- [YOUR OBJECTIVE] Reproduce the lines below word for word, omitting any pictures.
SUPPLIED MATERIAL start
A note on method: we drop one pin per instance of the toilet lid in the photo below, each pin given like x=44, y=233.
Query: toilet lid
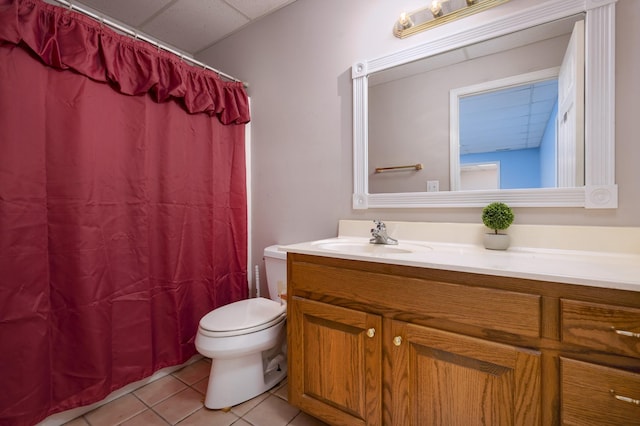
x=242, y=315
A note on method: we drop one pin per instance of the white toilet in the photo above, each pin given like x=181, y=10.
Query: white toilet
x=247, y=341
SUPPLIED MATERIAL end
- [CORRECT ANSWER]
A note on method: we drop one pin per instance of the toilet lid in the photo below, each pin given like x=44, y=233.
Query: toilet lid
x=242, y=315
A note on method: we drop one pin per instance of the white toilet in the photo above, each pin given like x=181, y=10.
Query: white toilet
x=247, y=341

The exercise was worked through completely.